EXERCISE A:
In the natural gas report below, what was the annual customer growth rate at June 30, 2010?

Economic weakness.  Ongoing weakness in local and U.S. economies has continued to impact consumer growth and business demand for natural gas.  Although these conditions may continue to have a negative impact on our financial results, we are beginning to see some signs the economy may be stabilizing.  Most recently, our annual customer growth rate was 1 percent at June 30, 2010 compared to 0.7 percent at March 31, 2010 and 0.8 percent at June 30, 2009. We have also seen some rebound in our industrial market as volumes and margins increased year over year for the second quarter in a row, and our bad debt expense decreased $2.5 million compared to last year on significantly lower delinquent balances.  Despite these improvements, we are still faced with 10 to 11 percent unemployment rates and a sluggish business environment.  Regardless of these challenges, we believe we are well positioned to continue adding customers due to our relatively low market penetration, our efforts to convert homes to natural gas, and the potential for environmental initiatives that could favor natural gas use in our region.

Managing gas prices and supplies.  Our gas acquisition strategy is designed to secure sufficient supplies of natural gas to meet the needs of our utility customers and to hedge gas prices to effectively manage costs, reduce price volatility and maintain a competitive advantage.  With recent success in new drilling technologies and substantial new supplies from shale gas, the supply of North American natural gas has increased dramatically, which has contributed to lower gas prices.  We entered the 2009-10 gas year, which began November 1, 2009, hedged at a targeted level of approximately 75 percent of our estimated gas purchase volumes for the gas contract year.  In addition, we are currently hedged on gas prices for 45 percent of our forecasted purchase volumes for the next gas year and for between 10 and 15 percent for the following year.  Our policy allows us to hedge up to 100 percent of our gas supply requirements for the next gas year and up to 50 percent for the following year.  Our Purchased Gas Adjustment (PGA) mechanism, along with gas price hedging strategies and gas supplies in storage, enable us to reduce earnings risk exposure and secure lower gas costs for customers.  These lower gas prices, coupled with good customer service and energy efficiency programs for our customers, can help the strengthen natural gas competitive advantage compared to other fuels.  In addition to hedging gas prices over the next three years, we are evaluating and developing other gas acquisition strategies to potentially manage gas price volatility for customers beyond three years.

ENTRIES SUPPLIED:
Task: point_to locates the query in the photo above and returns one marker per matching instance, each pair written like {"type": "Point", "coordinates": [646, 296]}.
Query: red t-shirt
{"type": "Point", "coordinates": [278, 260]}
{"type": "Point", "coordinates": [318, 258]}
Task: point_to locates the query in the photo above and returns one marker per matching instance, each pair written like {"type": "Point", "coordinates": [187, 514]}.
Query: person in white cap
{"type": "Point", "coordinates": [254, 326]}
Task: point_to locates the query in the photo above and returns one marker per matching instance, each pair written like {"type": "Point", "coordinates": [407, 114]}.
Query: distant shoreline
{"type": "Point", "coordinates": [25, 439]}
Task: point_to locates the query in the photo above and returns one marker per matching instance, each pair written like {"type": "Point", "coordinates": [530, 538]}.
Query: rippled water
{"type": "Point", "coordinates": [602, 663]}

---

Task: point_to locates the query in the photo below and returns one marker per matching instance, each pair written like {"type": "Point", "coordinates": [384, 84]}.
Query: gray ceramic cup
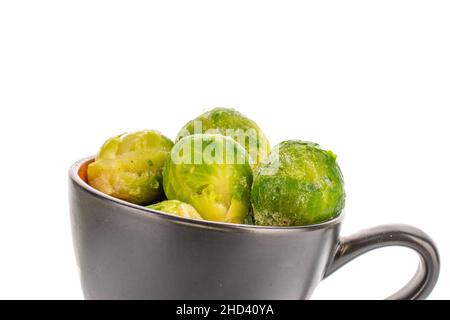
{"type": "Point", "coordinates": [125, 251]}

EXERCISE B:
Identify each line of the entries above that contains the string "type", and copy those lines.

EXPECTED OUTPUT A:
1 percent

EXPECTED OUTPUT B:
Task: point_to locates the query in the photo above and returns one marker per matching instance, each pair written like {"type": "Point", "coordinates": [646, 296]}.
{"type": "Point", "coordinates": [278, 260]}
{"type": "Point", "coordinates": [318, 258]}
Task: point_to locates the query in the photo above and returns one marker per matching instance, each pair written like {"type": "Point", "coordinates": [187, 514]}.
{"type": "Point", "coordinates": [254, 326]}
Task: point_to locates the query in the photo above and returns one marker per matching instance, each pair written like {"type": "Point", "coordinates": [407, 114]}.
{"type": "Point", "coordinates": [25, 439]}
Task: point_to locates the query in the photo above and returns one marker per matching instance, each pair written like {"type": "Point", "coordinates": [530, 538]}.
{"type": "Point", "coordinates": [602, 663]}
Task: point_to locates the query in the photo below and returns one marker per matching instance, each pair written like {"type": "Point", "coordinates": [384, 84]}.
{"type": "Point", "coordinates": [125, 251]}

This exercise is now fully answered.